◆ Work order A ◆
Print the stretch of the warehouse trends passage that begins at the words "These procurement cost" and stops after the words "with your trucks.", with no changes.
◆ Work order B ◆
Carry on the passage about warehouse robotics and staffing, starting right after its last sentence.

◆ Passage to read ◆
-- Opening Marker --
These procurement cost structures, though, are being influenced by robotics-as-a-service (RaaS) pricing, reducing the need for major equipment capital expenditures. In other words, you can lease them just as you may do with your trucks.
The selection of cobot configurations now includes available weight load capabilities of up to 3,000 or more lb. (Hint: great for transporting pallet loads, multiple customer orders and branch stock transfers throughout the warehouse)
6. Staffing takes center stage. Economic recovery will get underway and job growth will increase in the coming months as companies aim to restore normal operations
“In addition to seasoned warehouse workers on the market, there’s a new pool from which to recruit,” notes a Supply Chain Brain December 2020 article (http://bit.ly/3bxta5P). “The pandemic has leveled many industries, leaving a large number of employees displaced. Companies in warehousing and logistics now have an opportunity to provide new roles for those workers while simultaneously attracting talent that was difficult to find in the previously tight labor market.”
-- Closing Marker --
◆ Raw data ◆
-- Opening Marker --
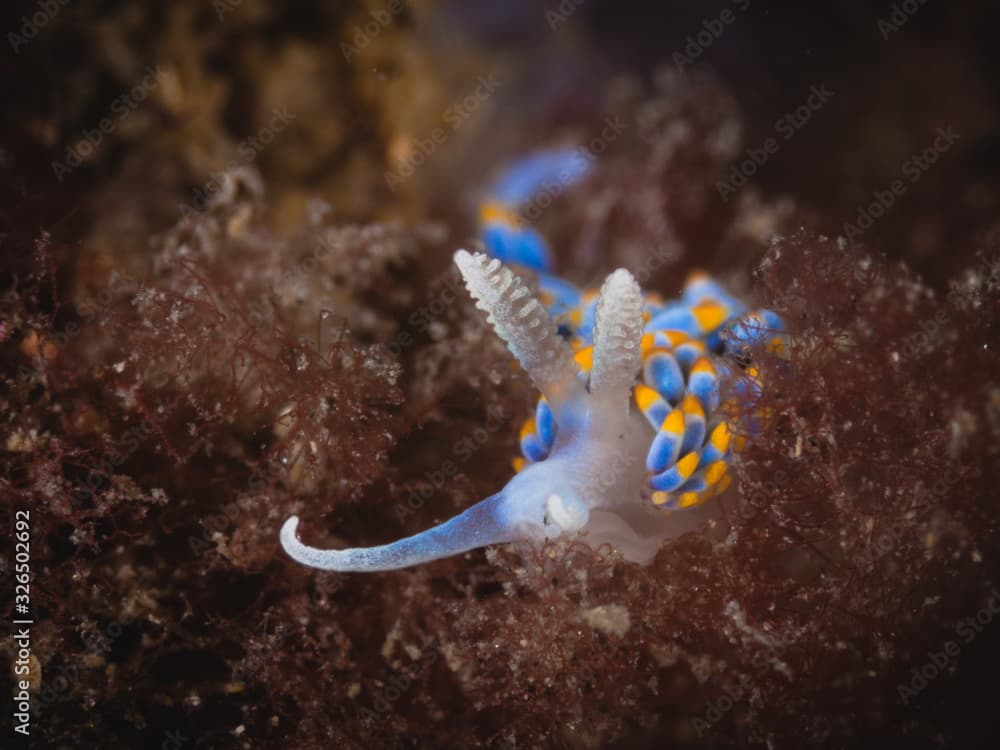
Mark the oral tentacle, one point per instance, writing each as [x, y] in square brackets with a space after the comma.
[479, 526]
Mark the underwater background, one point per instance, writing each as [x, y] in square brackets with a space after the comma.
[227, 297]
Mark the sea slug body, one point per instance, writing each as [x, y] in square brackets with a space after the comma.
[630, 425]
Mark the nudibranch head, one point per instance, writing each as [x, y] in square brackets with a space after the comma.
[595, 465]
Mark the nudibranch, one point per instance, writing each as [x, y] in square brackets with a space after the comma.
[630, 437]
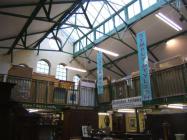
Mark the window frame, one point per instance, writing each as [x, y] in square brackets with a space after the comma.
[46, 62]
[63, 68]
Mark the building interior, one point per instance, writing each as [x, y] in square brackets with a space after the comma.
[93, 69]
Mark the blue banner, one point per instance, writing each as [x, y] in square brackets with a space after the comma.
[144, 66]
[100, 73]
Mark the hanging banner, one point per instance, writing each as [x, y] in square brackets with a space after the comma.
[100, 73]
[143, 67]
-- Closing Marker --
◆ Answer area A ◆
These procurement cost structures, though, are being influenced by robotics-as-a-service (RaaS) pricing, reducing the need for major equipment capital expenditures. In other words, you can lease them just as you may do with your trucks.

◆ Answer area B ◆
Tighter labor markets will return, though — you will still be faced with the challenge of retaining that top talent.
“It’s important to note that workers don’t just get older, they get younger, too,” the article adds. “As you start staffing, don’t forget to look at new recruits and make sure you’re catering to the new generation of warehouse workers. What matters to these potential employees? In a post-COVID-19 world, it’s safety first — and that doesn’t just mean easy access to hand sanitizer.”
• Health and safety. “On the floor, it’s critical to provide tools that are ergonomically safe for the worker,” the article reports. “Older models such as heavy radio-frequency guns create arm strain and put workers out of commission unnecessarily.” Advancements in wearable technology make it easier to provide these types of tools to floor workers.
• Innovative and intuitive technology. “A younger workforce is ushering new technology into warehouses,” the Supply Chain Brain article continues. The distribution industry is in a “massive” movement to modernize its enterprise resource planning and warehouse management systems and adopt wearable technology and additional automation systems. “Warehouses offering new technologies to enable the workforce to improve productivity while also making their lives easier will win the long game.”
Your incoming workforce gravitates toward familiar technology; they are accustomed to touchscreen smartphones, tablets and other interfaces.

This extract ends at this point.